### ЧТО СДЕЛАТЬ
Ответьте на вопросы по отрывку о Мопассане, давая каждый ответ с новой строки под тем же номером.
1. Чьи записки отрывок называет еще более зловещей иллюстрацией?
2. В какую ночь, по рассказу Франсуа, Мопассан пытался перерезать себе жилы?
3. Кем навеки стал Мопассан на следующее утро?

### ОТРЫВОК ДЛЯ ЧТЕНИЯ
++++++++++
Что и говорить, в этом Толстой был слишком прав и его слова звучат особо горькой насмешкой именно в отношении великого французского писателя. К зловещей странице Толстого существует еще более зловещая иллюстрация. Это записки Франсуа, верного камердинера Мопассана. Автору «Bel Ami»{20} была уготована участь неизмеримо страшнее обычной. Он сошел в могилу заживо. Он знал, что болезнь, вонзившаяся в него в те минуты наслаждения{21}, о которых говорит Толстой со скорбным презрением состарившегося эллина, медленными, но верными шагами ведет его к скотскому состоянию. Нет ничего страшнее, чем рассказ Франсуа о ночи 2 января 1892 года, когда Мопассан, стоя над краем бездны, тупым ножом пытался перерезать себе жилы: «Его широко открытые глаза уставились на меня, как бы моля хоть о нескольких словах утешения, надежды». Но не было ни утешения, ни надежды. На следующее утро богатырь, любимец женщин навеки стал паралитиком; вместо гениального писателя был идиот, наводивший бесстыдными речами ужас на близких и чужих людей. Самые скорбные страницы Экклесиаста, Паскаля, Толстого не могут подействовать сильнее, чем короткая, отвратительная в своем бесстрастии фраза медицинского отчета: «Monsieur de Maupassant est entrain des’animaliser»{22}...
++++++++++
### ИСХОДНЫЕ ДАННЫЕ

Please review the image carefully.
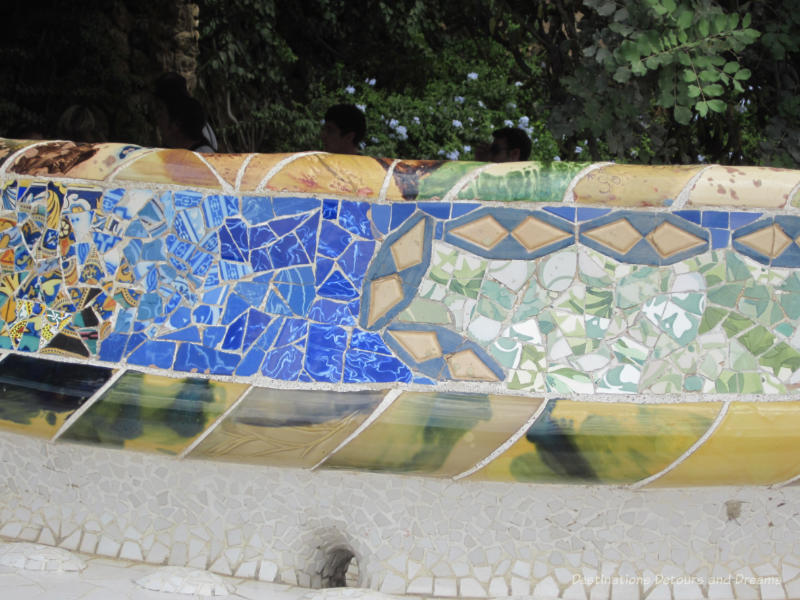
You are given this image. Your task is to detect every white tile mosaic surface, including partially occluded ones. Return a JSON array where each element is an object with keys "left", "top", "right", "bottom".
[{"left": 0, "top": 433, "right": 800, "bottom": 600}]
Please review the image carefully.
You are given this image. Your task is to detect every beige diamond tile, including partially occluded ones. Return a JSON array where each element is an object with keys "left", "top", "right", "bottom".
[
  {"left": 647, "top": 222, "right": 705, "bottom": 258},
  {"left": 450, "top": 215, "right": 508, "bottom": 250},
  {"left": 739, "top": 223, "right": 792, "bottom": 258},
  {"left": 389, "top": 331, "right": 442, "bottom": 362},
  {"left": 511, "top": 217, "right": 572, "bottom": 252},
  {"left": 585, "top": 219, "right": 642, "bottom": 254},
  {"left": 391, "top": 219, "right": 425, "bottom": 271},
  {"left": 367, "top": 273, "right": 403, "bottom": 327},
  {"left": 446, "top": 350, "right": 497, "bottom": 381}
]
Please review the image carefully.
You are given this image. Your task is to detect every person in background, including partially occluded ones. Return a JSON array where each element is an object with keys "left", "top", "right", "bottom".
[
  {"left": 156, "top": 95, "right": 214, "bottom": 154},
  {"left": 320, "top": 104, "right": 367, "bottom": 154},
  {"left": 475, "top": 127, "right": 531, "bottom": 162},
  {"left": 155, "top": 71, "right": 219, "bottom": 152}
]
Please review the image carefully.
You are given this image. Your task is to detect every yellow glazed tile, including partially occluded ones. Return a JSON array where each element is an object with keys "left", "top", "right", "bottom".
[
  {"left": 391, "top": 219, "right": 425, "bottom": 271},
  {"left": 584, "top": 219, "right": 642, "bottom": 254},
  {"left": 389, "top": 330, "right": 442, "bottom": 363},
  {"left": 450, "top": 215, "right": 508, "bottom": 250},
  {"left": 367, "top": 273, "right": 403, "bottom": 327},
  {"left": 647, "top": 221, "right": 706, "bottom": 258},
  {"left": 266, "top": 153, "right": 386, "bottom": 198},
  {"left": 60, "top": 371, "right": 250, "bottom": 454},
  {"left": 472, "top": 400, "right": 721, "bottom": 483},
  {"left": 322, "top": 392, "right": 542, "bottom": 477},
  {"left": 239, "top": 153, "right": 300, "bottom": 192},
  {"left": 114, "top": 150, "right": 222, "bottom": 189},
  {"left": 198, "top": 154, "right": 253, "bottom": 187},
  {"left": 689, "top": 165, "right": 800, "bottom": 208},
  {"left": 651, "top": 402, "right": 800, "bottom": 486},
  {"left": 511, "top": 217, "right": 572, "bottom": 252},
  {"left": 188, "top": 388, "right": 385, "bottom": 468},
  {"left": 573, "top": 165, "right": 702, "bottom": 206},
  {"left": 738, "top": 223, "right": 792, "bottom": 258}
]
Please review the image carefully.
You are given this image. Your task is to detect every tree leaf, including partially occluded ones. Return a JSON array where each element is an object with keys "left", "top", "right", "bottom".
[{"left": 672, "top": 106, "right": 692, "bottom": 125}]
++++++++++
### РЕЗУЛЬТАТ ЗАДАНИЯ
1. Записки Франсуа, верного камердинера Мопассана.
2. В ночь 2 января 1892 года.
3. Паралитиком.